Aim of the exercise: Repeat every entry word for word; omit all pictures.

Information provided:
=== Section Start ===
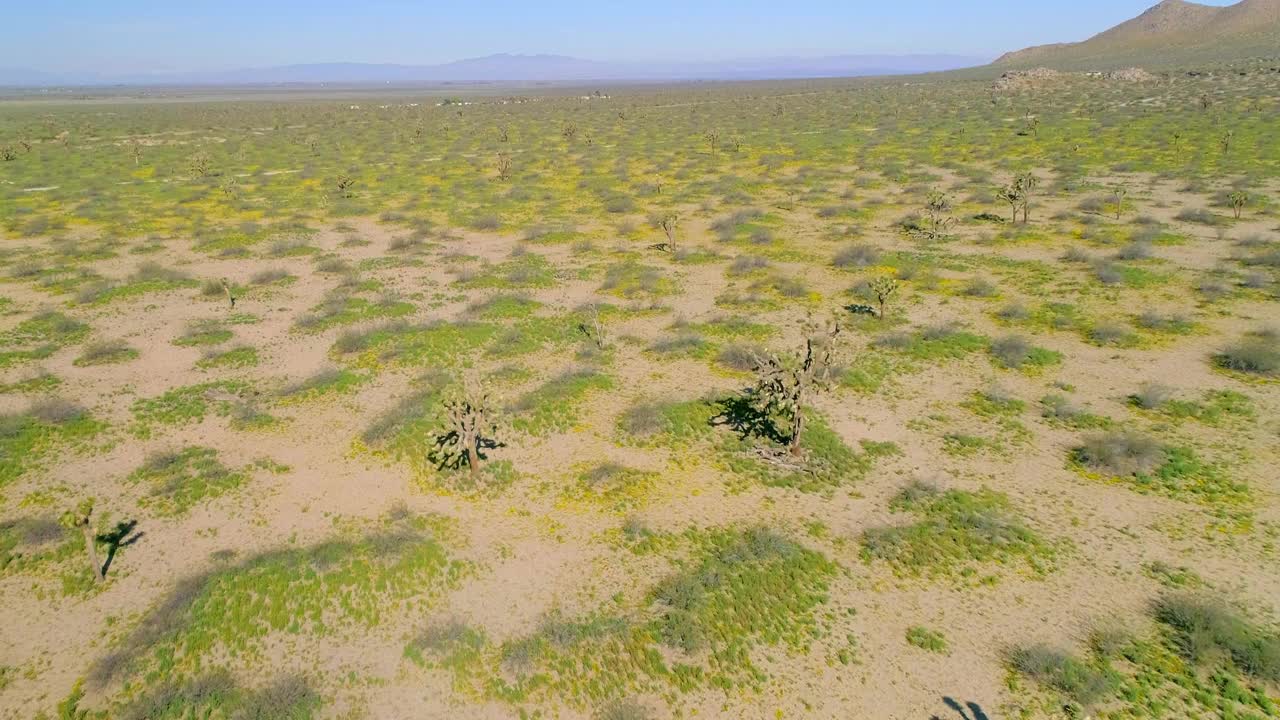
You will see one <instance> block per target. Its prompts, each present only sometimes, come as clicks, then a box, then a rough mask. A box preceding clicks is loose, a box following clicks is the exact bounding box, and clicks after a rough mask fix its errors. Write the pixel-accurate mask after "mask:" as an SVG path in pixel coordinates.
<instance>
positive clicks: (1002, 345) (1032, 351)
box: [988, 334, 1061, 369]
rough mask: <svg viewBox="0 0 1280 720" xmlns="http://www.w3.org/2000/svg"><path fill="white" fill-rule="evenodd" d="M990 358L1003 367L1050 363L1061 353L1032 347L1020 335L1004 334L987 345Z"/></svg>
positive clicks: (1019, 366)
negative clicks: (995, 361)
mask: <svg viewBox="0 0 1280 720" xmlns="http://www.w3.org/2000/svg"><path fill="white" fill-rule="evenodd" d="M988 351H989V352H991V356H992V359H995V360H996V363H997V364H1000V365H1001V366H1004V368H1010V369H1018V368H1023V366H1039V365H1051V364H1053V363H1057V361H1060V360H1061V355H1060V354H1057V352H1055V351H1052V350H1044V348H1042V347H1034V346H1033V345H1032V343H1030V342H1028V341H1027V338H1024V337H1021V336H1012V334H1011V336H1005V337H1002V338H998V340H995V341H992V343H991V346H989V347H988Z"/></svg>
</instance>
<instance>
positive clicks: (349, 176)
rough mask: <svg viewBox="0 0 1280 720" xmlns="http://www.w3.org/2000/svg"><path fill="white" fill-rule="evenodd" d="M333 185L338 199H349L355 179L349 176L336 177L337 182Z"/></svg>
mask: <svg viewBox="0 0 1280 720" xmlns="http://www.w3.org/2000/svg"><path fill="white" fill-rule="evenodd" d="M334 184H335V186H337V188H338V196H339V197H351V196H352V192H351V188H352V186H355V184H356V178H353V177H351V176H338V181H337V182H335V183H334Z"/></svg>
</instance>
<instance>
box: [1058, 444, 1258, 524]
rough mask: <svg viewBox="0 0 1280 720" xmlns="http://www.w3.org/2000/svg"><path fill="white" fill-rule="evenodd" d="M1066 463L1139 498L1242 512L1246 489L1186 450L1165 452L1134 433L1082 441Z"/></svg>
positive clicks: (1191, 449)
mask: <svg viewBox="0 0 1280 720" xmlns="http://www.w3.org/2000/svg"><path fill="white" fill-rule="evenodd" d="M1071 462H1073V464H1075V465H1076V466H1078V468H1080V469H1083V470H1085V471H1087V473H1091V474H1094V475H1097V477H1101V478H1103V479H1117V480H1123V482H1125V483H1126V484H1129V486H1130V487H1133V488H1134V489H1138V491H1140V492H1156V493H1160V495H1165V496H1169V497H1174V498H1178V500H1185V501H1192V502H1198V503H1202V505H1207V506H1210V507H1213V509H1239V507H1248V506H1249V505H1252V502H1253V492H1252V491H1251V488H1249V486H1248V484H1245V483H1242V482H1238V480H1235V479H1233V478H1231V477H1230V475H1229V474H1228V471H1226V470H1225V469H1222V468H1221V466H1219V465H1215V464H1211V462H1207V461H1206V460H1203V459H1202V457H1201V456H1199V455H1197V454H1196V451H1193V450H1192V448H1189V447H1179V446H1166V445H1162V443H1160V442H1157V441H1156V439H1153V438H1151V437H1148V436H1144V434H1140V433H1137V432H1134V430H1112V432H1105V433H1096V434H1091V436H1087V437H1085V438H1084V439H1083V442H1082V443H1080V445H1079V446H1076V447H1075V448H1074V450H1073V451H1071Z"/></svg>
=== Section End ===
Solved exercise:
You will see one <instance> block per target. Its prompts, each present only sometimes, come as clicks, then a box, then a rough mask. A box preceding clicks is loose, a box following clicks is the exact bounding box, and clicks after a rough mask fix its errors. Write the pixel-accurate mask after "mask:" as an SVG path in pixel coordinates.
<instance>
positive clicks: (1002, 345) (1032, 351)
box: [988, 334, 1061, 369]
rough mask: <svg viewBox="0 0 1280 720" xmlns="http://www.w3.org/2000/svg"><path fill="white" fill-rule="evenodd" d="M990 358L1003 367L1050 363L1061 353L1032 347L1020 335L1004 334L987 345Z"/></svg>
positive clicks: (1019, 366)
negative clicks: (995, 361)
mask: <svg viewBox="0 0 1280 720" xmlns="http://www.w3.org/2000/svg"><path fill="white" fill-rule="evenodd" d="M988 351H989V352H991V356H992V359H995V360H996V363H997V364H1000V365H1001V366H1004V368H1010V369H1018V368H1023V366H1039V365H1051V364H1053V363H1057V361H1060V360H1061V355H1060V354H1057V352H1055V351H1052V350H1044V348H1042V347H1034V346H1033V345H1032V343H1030V342H1028V341H1027V338H1024V337H1021V336H1012V334H1011V336H1005V337H1002V338H998V340H995V341H992V343H991V346H989V347H988Z"/></svg>
</instance>
<instance>
positive clicks: (349, 176)
rough mask: <svg viewBox="0 0 1280 720" xmlns="http://www.w3.org/2000/svg"><path fill="white" fill-rule="evenodd" d="M333 185L338 199H349L355 179L349 176L336 177L337 182Z"/></svg>
mask: <svg viewBox="0 0 1280 720" xmlns="http://www.w3.org/2000/svg"><path fill="white" fill-rule="evenodd" d="M334 184H335V186H337V188H338V196H339V197H351V196H352V192H351V188H352V186H355V184H356V178H353V177H351V176H338V181H337V182H335V183H334Z"/></svg>
</instance>
<instance>
box: [1058, 444, 1258, 524]
rough mask: <svg viewBox="0 0 1280 720" xmlns="http://www.w3.org/2000/svg"><path fill="white" fill-rule="evenodd" d="M1066 463L1139 498L1242 512L1246 489L1186 450L1165 452L1134 433L1082 441Z"/></svg>
positive clicks: (1191, 449)
mask: <svg viewBox="0 0 1280 720" xmlns="http://www.w3.org/2000/svg"><path fill="white" fill-rule="evenodd" d="M1071 462H1073V464H1075V465H1076V466H1078V468H1080V469H1083V470H1085V471H1087V473H1091V474H1094V475H1097V477H1101V478H1103V479H1117V480H1123V482H1125V483H1126V484H1129V486H1130V487H1133V488H1134V489H1138V491H1140V492H1156V493H1160V495H1165V496H1169V497H1174V498H1178V500H1185V501H1192V502H1198V503H1202V505H1207V506H1210V507H1213V509H1239V507H1248V506H1249V505H1252V502H1253V492H1252V491H1251V488H1249V486H1248V484H1245V483H1242V482H1238V480H1235V479H1233V478H1231V477H1230V475H1229V474H1228V471H1226V470H1225V469H1222V468H1221V466H1219V465H1215V464H1211V462H1207V461H1206V460H1203V459H1202V457H1201V456H1199V455H1197V454H1196V451H1193V450H1192V448H1189V447H1179V446H1166V445H1162V443H1160V442H1157V441H1156V439H1153V438H1151V437H1148V436H1144V434H1140V433H1137V432H1134V430H1112V432H1105V433H1096V434H1091V436H1087V437H1085V438H1084V439H1083V442H1082V443H1080V445H1079V446H1076V447H1075V448H1074V450H1073V451H1071Z"/></svg>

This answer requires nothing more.